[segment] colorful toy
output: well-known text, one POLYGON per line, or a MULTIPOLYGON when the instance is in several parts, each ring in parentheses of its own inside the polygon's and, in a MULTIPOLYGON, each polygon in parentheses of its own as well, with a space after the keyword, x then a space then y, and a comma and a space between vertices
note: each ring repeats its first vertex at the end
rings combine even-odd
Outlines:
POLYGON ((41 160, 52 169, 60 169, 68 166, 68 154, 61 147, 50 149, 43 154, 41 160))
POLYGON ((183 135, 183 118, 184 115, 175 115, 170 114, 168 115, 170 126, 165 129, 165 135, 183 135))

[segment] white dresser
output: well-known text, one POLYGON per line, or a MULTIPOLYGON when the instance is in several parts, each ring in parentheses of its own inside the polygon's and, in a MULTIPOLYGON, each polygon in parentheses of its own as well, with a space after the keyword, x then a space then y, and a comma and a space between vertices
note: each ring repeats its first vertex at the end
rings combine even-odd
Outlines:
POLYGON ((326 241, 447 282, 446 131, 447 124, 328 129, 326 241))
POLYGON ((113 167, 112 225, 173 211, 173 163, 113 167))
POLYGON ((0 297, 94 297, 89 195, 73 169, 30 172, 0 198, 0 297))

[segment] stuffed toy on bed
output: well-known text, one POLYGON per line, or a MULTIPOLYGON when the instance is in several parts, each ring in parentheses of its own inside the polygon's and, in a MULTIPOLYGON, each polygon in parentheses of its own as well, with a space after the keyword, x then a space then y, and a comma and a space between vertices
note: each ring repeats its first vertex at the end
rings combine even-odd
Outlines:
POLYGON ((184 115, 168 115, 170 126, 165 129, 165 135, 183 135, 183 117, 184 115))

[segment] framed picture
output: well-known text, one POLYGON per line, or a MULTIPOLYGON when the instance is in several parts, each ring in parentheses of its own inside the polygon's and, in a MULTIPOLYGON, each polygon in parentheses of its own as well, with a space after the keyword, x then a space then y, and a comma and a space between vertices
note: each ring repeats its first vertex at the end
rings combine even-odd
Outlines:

################

- _Polecenie_
Powtórz, proszę, wszystkie powyższe rekordy wiersz po wierszu, bez żadnych zmian.

- _Wynik poniżej_
[segment] colorful toy
output: well-known text, one POLYGON per line, or a MULTIPOLYGON when the instance is in several parts, each ring in parentheses of its own inside the polygon's and, in a MULTIPOLYGON, each polygon in parentheses of its own as well, with a space after the keyword, x then a space then y, and a comma and a space between vertices
note: each ring repeats its first vertex at the end
rings combine even-odd
Outlines:
POLYGON ((41 160, 52 169, 60 169, 68 166, 68 154, 61 147, 50 149, 43 154, 41 160))
POLYGON ((183 135, 183 118, 184 115, 175 115, 170 114, 168 115, 170 126, 165 129, 165 135, 183 135))

[segment] white dresser
output: well-known text, one POLYGON per line, or a MULTIPOLYGON when the instance is in several parts, each ring in parentheses of its own inside the polygon's and, in a MULTIPOLYGON, each polygon in parentheses of its own as well, with a space after the keyword, x then a space then y, and a comma and a space between vertices
note: each ring repeats its first vertex at the end
rings combine even-odd
Outlines:
POLYGON ((326 241, 447 282, 446 131, 447 124, 328 129, 326 241))
POLYGON ((113 167, 112 225, 173 211, 173 163, 113 167))
POLYGON ((0 297, 94 297, 89 195, 73 169, 30 172, 0 198, 0 297))

[segment] stuffed toy on bed
output: well-known text, one POLYGON per line, or a MULTIPOLYGON when the instance is in several parts, each ring in parentheses of its own inside the polygon's and, in a MULTIPOLYGON, each polygon in parentheses of its own as well, with a space after the keyword, x then a space then y, and a comma and a space between vertices
note: each ring repeats its first vertex at the end
rings combine even-odd
Outlines:
POLYGON ((184 115, 168 115, 170 126, 165 129, 165 135, 183 135, 183 117, 184 115))

[segment] framed picture
output: well-known text, one POLYGON per line, or a MULTIPOLYGON when the instance is in several parts, each ring in parentheses of its own inside the polygon's and, in a MULTIPOLYGON, each polygon in parentheses of its own as well, with a space after the keyword, x then a space then y, and a comma and a space between vertices
note: each ring repeats its first vertex at the end
rings combine even-odd
Outlines:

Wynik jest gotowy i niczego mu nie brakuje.